-------- Data to process

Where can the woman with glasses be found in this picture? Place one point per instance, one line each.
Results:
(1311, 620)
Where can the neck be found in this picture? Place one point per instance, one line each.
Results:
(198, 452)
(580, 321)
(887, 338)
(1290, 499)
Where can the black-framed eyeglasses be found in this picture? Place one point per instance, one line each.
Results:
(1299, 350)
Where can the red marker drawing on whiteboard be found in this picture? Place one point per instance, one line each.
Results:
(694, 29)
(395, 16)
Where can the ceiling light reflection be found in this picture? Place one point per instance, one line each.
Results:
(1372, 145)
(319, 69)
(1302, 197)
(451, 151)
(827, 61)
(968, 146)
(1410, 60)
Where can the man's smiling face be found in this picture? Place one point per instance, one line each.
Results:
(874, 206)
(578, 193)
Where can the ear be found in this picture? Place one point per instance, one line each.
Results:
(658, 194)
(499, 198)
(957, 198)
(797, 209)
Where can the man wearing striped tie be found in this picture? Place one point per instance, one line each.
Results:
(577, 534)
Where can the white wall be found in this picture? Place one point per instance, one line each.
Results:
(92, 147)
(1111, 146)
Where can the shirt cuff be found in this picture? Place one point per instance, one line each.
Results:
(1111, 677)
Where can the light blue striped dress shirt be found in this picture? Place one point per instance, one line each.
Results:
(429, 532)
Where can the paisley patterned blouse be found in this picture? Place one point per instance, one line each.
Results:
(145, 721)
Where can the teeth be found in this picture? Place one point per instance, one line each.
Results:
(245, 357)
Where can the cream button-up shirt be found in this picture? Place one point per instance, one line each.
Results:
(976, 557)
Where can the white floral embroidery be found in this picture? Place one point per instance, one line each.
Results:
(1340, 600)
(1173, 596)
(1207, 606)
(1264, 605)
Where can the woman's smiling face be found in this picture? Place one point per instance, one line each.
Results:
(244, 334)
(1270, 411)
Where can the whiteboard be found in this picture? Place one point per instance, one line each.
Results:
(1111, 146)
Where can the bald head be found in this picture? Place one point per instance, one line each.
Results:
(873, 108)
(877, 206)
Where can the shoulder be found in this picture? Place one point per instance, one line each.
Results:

----------------

Your instructions
The full listing should be restated word for word.

Expected answer
Where can the woman with glasses be found in this picture? Place one point per instance, one line each.
Results:
(1311, 620)
Where can the neck be found in this picture? Place one point per instance, one line each.
Results:
(198, 452)
(580, 321)
(887, 338)
(1290, 499)
Where can the black-framed eyeglasses be found in this picture? Place one point per instance, one line each.
Results:
(1299, 350)
Where can the red marker drawing on whiteboard be found in this picture? Place one point per instance, one line each.
Results:
(694, 29)
(395, 16)
Where can the ceiling light reflection be found in this picture? Place one point per instance, one line each.
Results:
(1372, 145)
(319, 69)
(1302, 197)
(451, 151)
(827, 61)
(968, 146)
(1410, 60)
Where can the man's smiling face be found in this picture? Place one point per instance, one line each.
Results:
(874, 206)
(578, 193)
Where can the ear be found in this picture? Place one point per instance, one line each.
Results:
(658, 194)
(499, 198)
(957, 198)
(797, 209)
Where can the man wearing striped tie be found in this picture? Place one point per instance, one line each.
Results:
(577, 534)
Where can the white wall be found in this picture? Place one point per instance, one line each.
Results:
(92, 147)
(1111, 146)
Where can the shirt cuff be found in this picture? Place one point per instance, one line each.
Results:
(1111, 677)
Where can the light blue striped dress shirt be found in this picture? Place one point per instance, one line each.
Results:
(429, 532)
Where can the paisley patterned blouse be found in this picture? Place one point per instance, one line each.
Results:
(145, 721)
Where can the teeth be found in this picture? Place one point per instance, one line each.
Results:
(245, 357)
Where can the cream button-up shirt be found in this picture? Place one point per instance, one line each.
Results:
(976, 557)
Where can the white floral embroidery be found in this picture? Place one point per instance, one line each.
Results:
(1340, 600)
(1173, 596)
(1207, 606)
(1264, 605)
Where can the woman's smiling face be found in this picture? Place one point per instance, one line each.
Results:
(244, 334)
(1270, 411)
Where can the whiteboard be found in this picture? Place one point per instance, one line each.
Results:
(1111, 146)
Where can the bald head be found in this picture? Place one point per instance, one line each.
Results:
(873, 108)
(877, 206)
Where can the shoulder be found in this picture? Place one point per instance, one line each.
Results:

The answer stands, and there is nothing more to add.